- [EXERCISE GOAL]:
Exactly as they appear, transcribe the entries and skip any pictures.

>>

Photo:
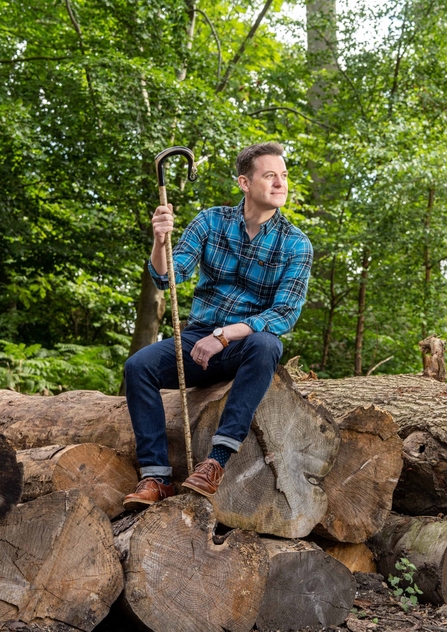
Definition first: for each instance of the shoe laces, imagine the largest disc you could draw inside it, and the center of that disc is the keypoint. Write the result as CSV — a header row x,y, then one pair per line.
x,y
144,481
209,468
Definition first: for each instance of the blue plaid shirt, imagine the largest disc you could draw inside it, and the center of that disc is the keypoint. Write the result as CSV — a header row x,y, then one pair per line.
x,y
262,282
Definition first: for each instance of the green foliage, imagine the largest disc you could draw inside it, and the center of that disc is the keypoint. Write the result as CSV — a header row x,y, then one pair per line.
x,y
404,587
33,369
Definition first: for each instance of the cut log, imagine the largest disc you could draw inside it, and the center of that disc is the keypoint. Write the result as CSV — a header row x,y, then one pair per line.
x,y
305,587
273,485
177,579
358,558
43,626
419,407
11,477
360,486
57,562
30,421
102,473
423,541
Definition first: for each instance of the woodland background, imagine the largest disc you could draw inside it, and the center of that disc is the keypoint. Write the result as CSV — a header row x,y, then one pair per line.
x,y
91,91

<<

- [SOLUTION FOR THIS TASK]:
Photo:
Definition first: for each instance of the shoe laces, imagine the largest disc you could draw inside it, and the center of that disc is the keypoint. Write the result as CSV — a header row x,y, then one pair per line.
x,y
144,481
209,468
Definition first: for each instance of the blue plaid shirt, imagine the largest disc you could draw inside it, and the center of that disc is the keypoint. Write the result as CSV — a header row x,y, then one pair per line.
x,y
262,282
Definition first: for each instance of the green foliage, imagine the largest disc you could draw inside it, and the center of that disc is the keypoint. Write the result as CSV — a header row x,y, then one pair per line.
x,y
404,587
33,369
Definition first: for each instance of the cut log, imagine the largest disc you could draw inside it, and the center of that disc is the keypoint. Write the result as CSV — a header row x,y, then one pair per line.
x,y
305,587
273,485
177,579
358,558
43,626
419,407
11,477
360,486
57,562
30,421
102,473
423,541
Definition first: for each instance of the woodland background, imagine the largest disc you could draw inside it, and the center of that disc is the keypoint. Write the result as CSV — a header row x,y, then one pair per line.
x,y
91,91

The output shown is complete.